(Collected data)
|---|
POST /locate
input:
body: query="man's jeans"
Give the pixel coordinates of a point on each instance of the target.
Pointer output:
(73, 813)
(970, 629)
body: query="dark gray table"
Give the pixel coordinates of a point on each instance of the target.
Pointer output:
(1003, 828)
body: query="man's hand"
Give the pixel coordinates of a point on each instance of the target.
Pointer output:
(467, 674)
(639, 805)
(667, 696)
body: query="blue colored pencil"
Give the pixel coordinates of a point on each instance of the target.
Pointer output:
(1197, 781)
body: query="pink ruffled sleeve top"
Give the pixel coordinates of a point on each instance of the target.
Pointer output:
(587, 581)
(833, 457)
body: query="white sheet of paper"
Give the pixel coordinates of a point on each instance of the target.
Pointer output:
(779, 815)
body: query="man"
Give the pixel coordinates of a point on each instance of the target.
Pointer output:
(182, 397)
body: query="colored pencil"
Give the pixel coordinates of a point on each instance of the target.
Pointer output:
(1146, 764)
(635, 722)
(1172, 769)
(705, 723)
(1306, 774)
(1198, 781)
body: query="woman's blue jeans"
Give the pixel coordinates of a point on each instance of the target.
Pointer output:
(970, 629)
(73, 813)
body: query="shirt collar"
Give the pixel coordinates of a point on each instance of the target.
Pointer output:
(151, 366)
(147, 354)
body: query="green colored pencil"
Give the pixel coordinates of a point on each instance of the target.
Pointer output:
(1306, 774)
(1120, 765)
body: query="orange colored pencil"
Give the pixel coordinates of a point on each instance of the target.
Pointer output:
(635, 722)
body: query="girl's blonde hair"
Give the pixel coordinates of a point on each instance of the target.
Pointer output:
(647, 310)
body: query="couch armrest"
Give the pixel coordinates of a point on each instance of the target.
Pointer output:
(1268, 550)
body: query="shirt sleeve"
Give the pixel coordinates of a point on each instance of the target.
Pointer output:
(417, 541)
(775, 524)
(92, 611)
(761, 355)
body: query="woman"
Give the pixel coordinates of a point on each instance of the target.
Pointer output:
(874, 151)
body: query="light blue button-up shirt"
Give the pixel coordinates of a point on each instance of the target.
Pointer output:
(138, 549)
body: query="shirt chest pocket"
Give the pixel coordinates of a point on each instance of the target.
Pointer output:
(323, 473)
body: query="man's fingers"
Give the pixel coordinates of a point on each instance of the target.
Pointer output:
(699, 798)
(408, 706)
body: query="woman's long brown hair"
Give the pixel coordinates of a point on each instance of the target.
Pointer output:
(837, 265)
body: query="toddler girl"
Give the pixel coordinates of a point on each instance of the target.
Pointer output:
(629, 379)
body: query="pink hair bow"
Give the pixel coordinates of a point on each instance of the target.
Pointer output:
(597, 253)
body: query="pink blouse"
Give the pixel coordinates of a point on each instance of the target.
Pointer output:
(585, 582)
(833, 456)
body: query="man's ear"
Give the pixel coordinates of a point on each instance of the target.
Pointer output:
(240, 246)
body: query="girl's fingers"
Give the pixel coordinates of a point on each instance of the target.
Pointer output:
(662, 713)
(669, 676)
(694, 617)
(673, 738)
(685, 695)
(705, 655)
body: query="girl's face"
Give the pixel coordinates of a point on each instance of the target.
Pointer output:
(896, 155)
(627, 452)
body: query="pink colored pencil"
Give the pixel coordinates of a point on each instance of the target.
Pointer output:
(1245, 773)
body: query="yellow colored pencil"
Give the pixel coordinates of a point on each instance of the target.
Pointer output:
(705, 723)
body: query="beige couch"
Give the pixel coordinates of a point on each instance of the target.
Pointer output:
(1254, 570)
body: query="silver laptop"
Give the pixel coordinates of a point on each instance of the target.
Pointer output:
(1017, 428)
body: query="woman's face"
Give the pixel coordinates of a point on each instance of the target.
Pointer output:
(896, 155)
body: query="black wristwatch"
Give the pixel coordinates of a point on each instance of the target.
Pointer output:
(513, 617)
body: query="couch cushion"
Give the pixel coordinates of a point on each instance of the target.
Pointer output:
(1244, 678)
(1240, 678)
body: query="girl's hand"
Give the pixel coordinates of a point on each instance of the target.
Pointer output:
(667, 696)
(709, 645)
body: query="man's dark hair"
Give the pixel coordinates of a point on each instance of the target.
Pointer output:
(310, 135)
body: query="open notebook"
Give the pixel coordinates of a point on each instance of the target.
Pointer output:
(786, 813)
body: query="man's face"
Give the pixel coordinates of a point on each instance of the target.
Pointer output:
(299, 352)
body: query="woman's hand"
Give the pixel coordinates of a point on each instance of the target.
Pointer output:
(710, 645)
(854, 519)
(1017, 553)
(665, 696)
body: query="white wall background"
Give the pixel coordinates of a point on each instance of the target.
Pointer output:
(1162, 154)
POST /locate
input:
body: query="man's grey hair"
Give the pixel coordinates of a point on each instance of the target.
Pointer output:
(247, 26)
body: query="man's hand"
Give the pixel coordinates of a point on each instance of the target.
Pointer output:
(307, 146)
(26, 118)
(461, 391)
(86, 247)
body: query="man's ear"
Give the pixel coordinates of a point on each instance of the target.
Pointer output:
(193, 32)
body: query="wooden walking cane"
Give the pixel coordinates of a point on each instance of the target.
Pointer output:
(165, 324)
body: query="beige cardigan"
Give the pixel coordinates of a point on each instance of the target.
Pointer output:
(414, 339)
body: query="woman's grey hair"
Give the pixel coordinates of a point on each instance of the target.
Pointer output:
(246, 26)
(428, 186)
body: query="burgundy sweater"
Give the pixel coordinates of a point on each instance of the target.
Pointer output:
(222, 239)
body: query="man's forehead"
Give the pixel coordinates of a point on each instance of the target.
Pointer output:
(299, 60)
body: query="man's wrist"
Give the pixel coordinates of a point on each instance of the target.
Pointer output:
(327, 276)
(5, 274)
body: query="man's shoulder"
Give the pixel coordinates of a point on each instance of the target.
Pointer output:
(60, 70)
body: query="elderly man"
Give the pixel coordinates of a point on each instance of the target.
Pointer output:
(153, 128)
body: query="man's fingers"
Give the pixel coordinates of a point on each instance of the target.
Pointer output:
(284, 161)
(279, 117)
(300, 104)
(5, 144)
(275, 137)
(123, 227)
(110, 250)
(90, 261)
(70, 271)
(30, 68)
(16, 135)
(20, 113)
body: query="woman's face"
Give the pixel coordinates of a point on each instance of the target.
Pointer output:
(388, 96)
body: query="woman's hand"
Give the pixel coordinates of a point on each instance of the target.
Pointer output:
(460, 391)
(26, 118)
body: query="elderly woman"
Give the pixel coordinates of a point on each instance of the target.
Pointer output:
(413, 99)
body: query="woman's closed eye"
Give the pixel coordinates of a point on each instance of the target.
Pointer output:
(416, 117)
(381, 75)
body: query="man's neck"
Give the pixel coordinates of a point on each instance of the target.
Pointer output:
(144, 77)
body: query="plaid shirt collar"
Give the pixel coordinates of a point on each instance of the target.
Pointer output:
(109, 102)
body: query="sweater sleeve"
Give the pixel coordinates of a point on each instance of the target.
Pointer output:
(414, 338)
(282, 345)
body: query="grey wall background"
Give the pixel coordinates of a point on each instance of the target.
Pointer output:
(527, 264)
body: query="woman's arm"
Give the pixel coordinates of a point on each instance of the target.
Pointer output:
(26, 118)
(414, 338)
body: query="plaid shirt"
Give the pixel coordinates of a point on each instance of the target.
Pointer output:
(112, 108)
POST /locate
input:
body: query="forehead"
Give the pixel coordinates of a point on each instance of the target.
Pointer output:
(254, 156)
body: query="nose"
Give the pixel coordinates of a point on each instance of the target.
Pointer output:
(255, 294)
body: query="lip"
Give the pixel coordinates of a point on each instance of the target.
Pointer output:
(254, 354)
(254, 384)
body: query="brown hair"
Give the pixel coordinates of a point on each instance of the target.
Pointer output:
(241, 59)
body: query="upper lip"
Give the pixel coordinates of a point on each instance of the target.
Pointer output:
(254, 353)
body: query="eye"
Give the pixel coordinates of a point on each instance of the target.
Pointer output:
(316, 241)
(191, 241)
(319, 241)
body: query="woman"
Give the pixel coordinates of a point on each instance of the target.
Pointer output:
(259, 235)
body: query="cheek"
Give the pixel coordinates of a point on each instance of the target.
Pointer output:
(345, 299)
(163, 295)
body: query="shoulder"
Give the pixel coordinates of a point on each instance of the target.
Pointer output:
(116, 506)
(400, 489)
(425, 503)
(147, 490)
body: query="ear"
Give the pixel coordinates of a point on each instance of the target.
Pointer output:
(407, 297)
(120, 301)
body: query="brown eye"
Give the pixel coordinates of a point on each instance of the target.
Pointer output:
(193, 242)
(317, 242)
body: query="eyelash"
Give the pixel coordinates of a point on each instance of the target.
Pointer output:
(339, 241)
|---|
*PROBLEM STATEMENT*.
Lines with the word "white" in the data need counting; report the count alone.

*WRITTEN ANSWER*.
2